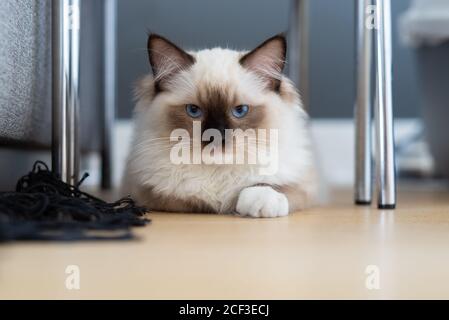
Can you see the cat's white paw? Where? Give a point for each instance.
(262, 202)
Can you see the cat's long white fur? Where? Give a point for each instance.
(219, 186)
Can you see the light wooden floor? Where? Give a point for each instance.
(320, 253)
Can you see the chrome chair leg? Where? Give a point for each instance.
(65, 85)
(110, 90)
(298, 48)
(385, 153)
(363, 107)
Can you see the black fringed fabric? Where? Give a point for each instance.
(45, 208)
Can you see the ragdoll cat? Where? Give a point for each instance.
(219, 90)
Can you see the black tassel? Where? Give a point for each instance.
(46, 208)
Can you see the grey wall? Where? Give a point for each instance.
(243, 24)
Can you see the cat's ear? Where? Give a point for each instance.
(268, 61)
(166, 60)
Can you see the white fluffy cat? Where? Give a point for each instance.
(221, 89)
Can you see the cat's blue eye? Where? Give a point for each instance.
(194, 111)
(240, 111)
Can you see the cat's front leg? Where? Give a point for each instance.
(262, 202)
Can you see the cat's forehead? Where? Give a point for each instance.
(220, 79)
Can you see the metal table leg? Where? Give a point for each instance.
(298, 48)
(363, 161)
(65, 82)
(110, 90)
(385, 171)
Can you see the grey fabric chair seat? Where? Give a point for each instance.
(25, 73)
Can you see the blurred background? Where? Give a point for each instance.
(197, 24)
(239, 24)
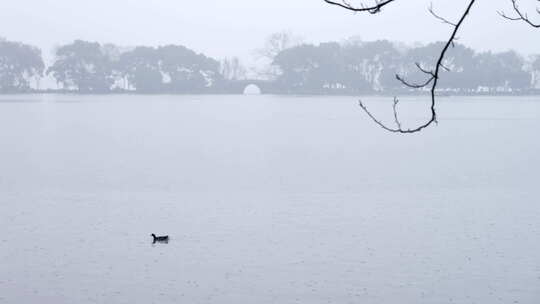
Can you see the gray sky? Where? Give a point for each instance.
(236, 27)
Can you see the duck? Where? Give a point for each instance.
(161, 239)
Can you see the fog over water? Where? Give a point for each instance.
(267, 200)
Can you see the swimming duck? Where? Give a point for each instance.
(164, 238)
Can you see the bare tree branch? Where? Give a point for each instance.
(520, 16)
(433, 78)
(444, 20)
(372, 9)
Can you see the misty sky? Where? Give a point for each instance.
(236, 27)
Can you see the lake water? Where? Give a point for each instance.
(267, 200)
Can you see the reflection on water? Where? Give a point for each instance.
(269, 199)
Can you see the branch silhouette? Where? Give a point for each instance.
(433, 75)
(372, 9)
(520, 16)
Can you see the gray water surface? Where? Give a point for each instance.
(267, 200)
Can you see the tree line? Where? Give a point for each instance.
(351, 67)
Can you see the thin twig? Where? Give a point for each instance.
(520, 16)
(372, 9)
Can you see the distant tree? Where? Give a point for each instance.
(232, 69)
(170, 68)
(520, 15)
(535, 67)
(19, 63)
(370, 65)
(83, 66)
(141, 68)
(278, 42)
(432, 72)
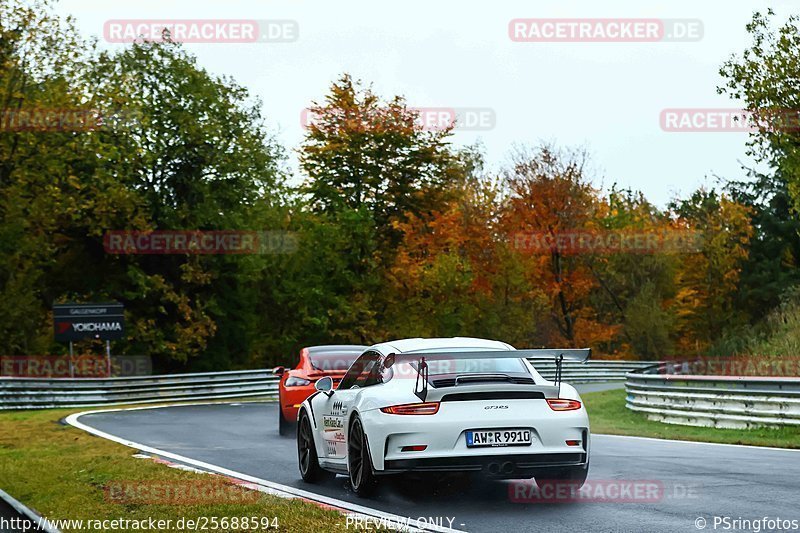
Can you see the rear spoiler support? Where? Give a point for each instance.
(421, 384)
(559, 361)
(422, 373)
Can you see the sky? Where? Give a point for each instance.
(605, 96)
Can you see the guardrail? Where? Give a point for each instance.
(590, 371)
(38, 393)
(714, 401)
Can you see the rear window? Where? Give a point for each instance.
(476, 366)
(333, 361)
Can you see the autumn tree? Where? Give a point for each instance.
(708, 281)
(550, 194)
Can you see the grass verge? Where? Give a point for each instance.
(608, 414)
(66, 473)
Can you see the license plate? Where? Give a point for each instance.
(499, 437)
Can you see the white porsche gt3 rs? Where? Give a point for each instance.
(438, 405)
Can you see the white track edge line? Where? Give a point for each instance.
(290, 491)
(28, 513)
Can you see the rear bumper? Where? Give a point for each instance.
(512, 465)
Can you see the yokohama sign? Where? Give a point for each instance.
(74, 322)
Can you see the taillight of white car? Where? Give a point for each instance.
(429, 408)
(557, 404)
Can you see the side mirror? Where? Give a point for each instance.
(325, 385)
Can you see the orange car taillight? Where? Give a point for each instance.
(563, 405)
(430, 408)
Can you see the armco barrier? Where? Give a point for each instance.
(714, 401)
(38, 393)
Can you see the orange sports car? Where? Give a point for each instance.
(297, 384)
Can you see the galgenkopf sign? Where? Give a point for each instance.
(74, 322)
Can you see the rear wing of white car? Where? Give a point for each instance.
(421, 358)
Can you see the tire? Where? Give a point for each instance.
(307, 459)
(284, 427)
(359, 462)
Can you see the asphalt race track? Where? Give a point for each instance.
(696, 480)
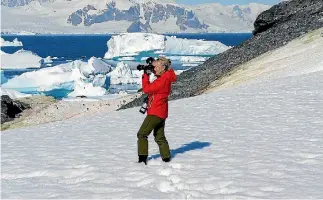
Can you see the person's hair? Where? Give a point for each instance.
(165, 62)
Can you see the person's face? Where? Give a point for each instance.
(158, 68)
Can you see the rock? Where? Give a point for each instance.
(11, 108)
(273, 29)
(284, 12)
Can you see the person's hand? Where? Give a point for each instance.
(148, 72)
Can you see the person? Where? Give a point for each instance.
(157, 109)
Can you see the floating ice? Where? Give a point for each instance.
(132, 44)
(15, 42)
(21, 59)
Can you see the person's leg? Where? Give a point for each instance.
(161, 140)
(147, 126)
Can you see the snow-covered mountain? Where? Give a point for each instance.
(109, 16)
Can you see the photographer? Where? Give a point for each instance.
(157, 106)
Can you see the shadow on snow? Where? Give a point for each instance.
(186, 147)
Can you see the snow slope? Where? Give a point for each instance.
(257, 140)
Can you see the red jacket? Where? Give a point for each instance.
(158, 92)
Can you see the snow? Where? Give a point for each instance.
(50, 18)
(261, 139)
(20, 60)
(15, 42)
(131, 44)
(12, 93)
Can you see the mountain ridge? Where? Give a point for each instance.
(162, 16)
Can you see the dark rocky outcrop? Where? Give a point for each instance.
(273, 29)
(11, 108)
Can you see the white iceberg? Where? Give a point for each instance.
(15, 42)
(85, 78)
(122, 74)
(13, 94)
(82, 88)
(58, 76)
(182, 46)
(3, 78)
(21, 59)
(131, 44)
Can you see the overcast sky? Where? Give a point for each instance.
(227, 2)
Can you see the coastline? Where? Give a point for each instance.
(45, 109)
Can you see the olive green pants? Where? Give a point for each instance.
(157, 124)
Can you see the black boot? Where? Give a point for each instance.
(166, 159)
(143, 159)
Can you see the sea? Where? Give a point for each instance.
(67, 48)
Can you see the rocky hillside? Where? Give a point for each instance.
(273, 29)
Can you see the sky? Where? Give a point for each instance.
(227, 2)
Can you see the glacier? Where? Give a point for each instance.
(132, 44)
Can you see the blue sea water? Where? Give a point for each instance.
(82, 47)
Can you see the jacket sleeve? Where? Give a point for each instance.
(151, 88)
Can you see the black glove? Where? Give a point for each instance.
(148, 72)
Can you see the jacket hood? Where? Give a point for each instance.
(170, 75)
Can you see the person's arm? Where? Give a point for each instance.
(150, 88)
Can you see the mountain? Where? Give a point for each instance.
(274, 28)
(111, 16)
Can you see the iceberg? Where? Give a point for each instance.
(82, 88)
(14, 43)
(182, 46)
(21, 59)
(132, 44)
(122, 74)
(82, 78)
(13, 94)
(60, 76)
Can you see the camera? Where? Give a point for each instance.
(144, 106)
(149, 66)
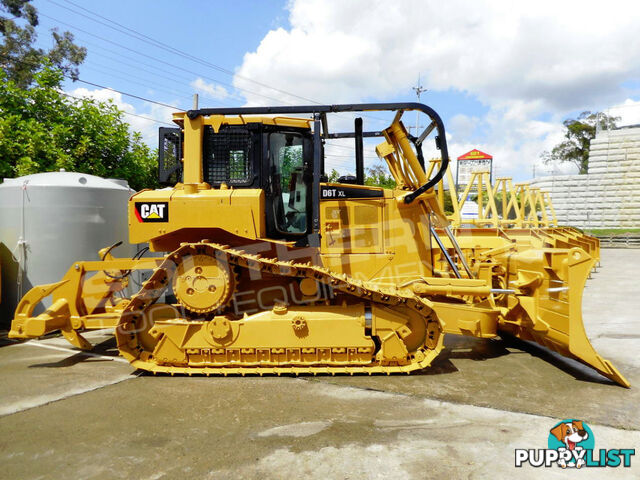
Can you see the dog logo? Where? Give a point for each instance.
(571, 444)
(152, 211)
(573, 436)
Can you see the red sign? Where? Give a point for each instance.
(475, 155)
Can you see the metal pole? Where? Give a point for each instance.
(418, 89)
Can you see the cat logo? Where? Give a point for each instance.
(152, 211)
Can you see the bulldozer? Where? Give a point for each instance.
(263, 266)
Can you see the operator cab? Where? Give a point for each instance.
(283, 157)
(275, 159)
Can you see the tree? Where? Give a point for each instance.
(42, 129)
(18, 56)
(579, 133)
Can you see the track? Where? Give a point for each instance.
(132, 321)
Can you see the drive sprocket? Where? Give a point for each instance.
(203, 283)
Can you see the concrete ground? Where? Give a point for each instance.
(68, 414)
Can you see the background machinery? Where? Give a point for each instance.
(268, 268)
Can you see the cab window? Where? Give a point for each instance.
(288, 185)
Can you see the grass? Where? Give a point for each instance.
(613, 231)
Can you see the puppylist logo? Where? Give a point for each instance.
(571, 444)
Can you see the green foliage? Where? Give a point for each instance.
(579, 133)
(43, 130)
(19, 59)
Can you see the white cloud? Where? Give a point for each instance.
(628, 111)
(211, 90)
(523, 61)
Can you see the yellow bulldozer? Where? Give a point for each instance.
(265, 267)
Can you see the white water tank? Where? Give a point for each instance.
(48, 221)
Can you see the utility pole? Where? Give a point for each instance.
(418, 89)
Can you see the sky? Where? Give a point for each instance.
(503, 75)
....
### What to work on:
A word-for-word copy is needed of the lines from the line holding "Can you see the camera?" through the end of the records, both included, excluding every picture.

### Exercise answer:
Can you see the camera? Where? Give a point for each instance.
(144, 106)
(149, 66)
Can you see the dog logo? Where? Give a point for each instance.
(571, 444)
(152, 211)
(573, 436)
Can you see the red sign? Where? Give a point for each instance.
(475, 155)
Can you see the metal pole? Where? Give a point for each instance.
(418, 89)
Can you see the cat logo? Where? Give a point for each instance.
(152, 211)
Can you see the bulldozer? Where? Give a point for each instance.
(263, 266)
Can you see the operator cab? Where? Give a point for each instance.
(283, 157)
(275, 159)
Can you see the tree? Where? Give a point for each instance.
(42, 129)
(18, 56)
(579, 133)
Can you see the track? Where? Give a point for each instance.
(132, 321)
Can you see the drive sprocket? Where? Give a point for each instance.
(203, 283)
Can you see the concrete ground? Where? Give a point for each instance.
(68, 414)
Can you see the background machinery? Where? Give a point for each instance.
(268, 268)
Can you see the cab window? Where? Give a point for each instance.
(288, 185)
Can you see the grass? Where? Give a point for each instance.
(613, 231)
Can you see the puppylist logo? Where? Give a point for each instance.
(571, 444)
Can you see the green foliage? Where? Give a point for each instance.
(579, 133)
(43, 130)
(19, 59)
Can you see the white cloud? Where? Give a point for each instance.
(628, 111)
(211, 90)
(523, 61)
Can you see the yellow bulldozer? Where? Give a point for each instance.
(265, 267)
Can you see the white water tank? Where? Give a point for each instance.
(48, 221)
Can you see the utility pole? Where? Give a point for each instance.
(418, 89)
Can you see the sky? Where? Give a point for each instance.
(503, 75)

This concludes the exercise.